Porches, particularly as part of entryways, are critical elements of homes’ historic design and a part of California living. Northeast LA has many.
It’s a bit of a parlor game to ask people, “What do you call the area that is part of your home but is outside, usually where the front entryway door is located?” The answers can be veranda, stoop, terrace, portico, piazza, entrance courtyard, porte-chochere, patio, or just plain “porch,” as it is largely named in Northeast Los Angeles and the entire West Coast.
The different names we have for this place may originate from where we grew up, or it might have to do with the style of home in which we lived in, particularly when growing up. An entrance courtyard is architecturally different from a veranda, for example, although it comes close to being a patio (the latter of these is more often located in the back of the house compared to the front, except in Tudor Revival and Mission Revival homes).
Not every home ever built has a porch, and homes in multiunit buildings (apartments and condos) sometimes lack any outdoor access. But suffice it to say having that place to congregate, eat, relax and even sleep (on hot nights, a common practice before air conditioning was available) is considered a plus.
The condition and historic preservation of porches is considered a boost to a home’s value. Real estate in Glassell Park, Highland Park, and Eagle Rock would be diminished if the home lacked outdoor amenities, including back and front areas. The added value of the front porch is its curb appeal, which HGTV lists as among the top ten home improvements that will net greater value at resale. The iconic home decorating media enterprise suggests replacing rotted and failing porch posts and columns with fiberglass facsimiles, which historic preservationists would take issue with. Better to use real wood and address what are likely water or termite issues that would cause wood to rot in the first place.

######

STATED EXERCISE — Please extract everything in the porch text from "Porches, particularly as" down to "entire West Coast.", word for word. Rely only on the porch text.

RECORDED DATA —
######

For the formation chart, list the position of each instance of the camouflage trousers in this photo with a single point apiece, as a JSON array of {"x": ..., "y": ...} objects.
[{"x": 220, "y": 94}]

######

PROBLEM SOLUTION —
Porches, particularly as part of entryways, are critical elements of homes’ historic design and a part of California living. Northeast LA has many.
It’s a bit of a parlor game to ask people, “What do you call the area that is part of your home but is outside, usually where the front entryway door is located?” The answers can be veranda, stoop, terrace, portico, piazza, entrance courtyard, porte-chochere, patio, or just plain “porch,” as it is largely named in Northeast Los Angeles and the entire West Coast.